- _CHALLENGES_:
**A.** From the text on earning passive income with cryptocurrency, copy out word for word the part from "- Anyone in" to "any government agency.".
**B.** According to the text on earning passive income with cryptocurrency, what three factors determine how much is earned from lending crypto?
**C.** Summarize the text on earning passive income with cryptocurrency in two sentences.

- _SELECTED EXCERPT_:

Cryptocurrency is a unique financial instrument that enables anyone with an internet connection to participate in a distributed economy. That includes opportunities to earn passive income. There are unique risks associated with investing and earning with cryptocurrency, even though it may seem like a bank account or social lending platform.
Here’s a closer look at earning passive income through crypto.
- Cryptocurrency can be used to earn interest through the distributed finance economy.
- Anyone in the world with the right accounts or technical knowledge can participate.
- Cryptocurrency lending and earning platforms feature unique risks and are not insured or backed by any government agency.
The decentralized finance (DeFi) platforms give you the power to earn money like a bank by participating directly in a lending process. Here, users connect their cryptocurrency wallets and commit coins and tokens to a pool with others. That pool is then used to lend to others for interest and fees. The users are sometimes paid for participating in the lending process or given interest on the amount they stake or hold in their account. The amount earned from lending crypto depends on three factors: the loan's duration, the loan's amount, and the interest rate.

- _DATA BLOCK_:

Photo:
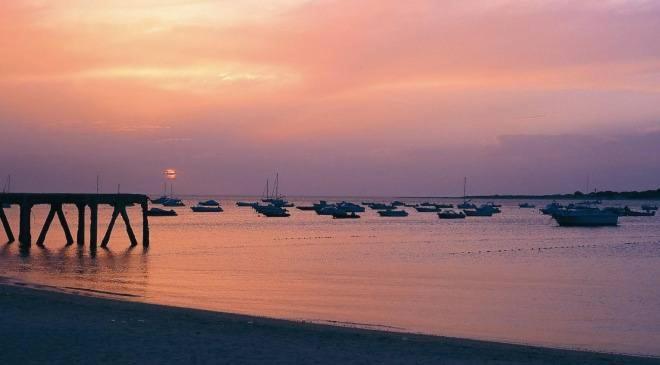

- _TASK RESULTS_:
**A.**
- Anyone in the world with the right accounts or technical knowledge can participate.
- Cryptocurrency lending and earning platforms feature unique risks and are not insured or backed by any government agency.

**B.** The loan's duration, the loan's amount, and the interest rate.

**C.** Cryptocurrency lets anyone with an internet connection earn passive income, but it carries unique risks, and lending platforms are not insured or backed by any government agency. On decentralized finance platforms, users commit coins and tokens to a shared pool that is lent out for interest and fees, and they earn based on the loan's duration, the loan's amount, and the interest rate.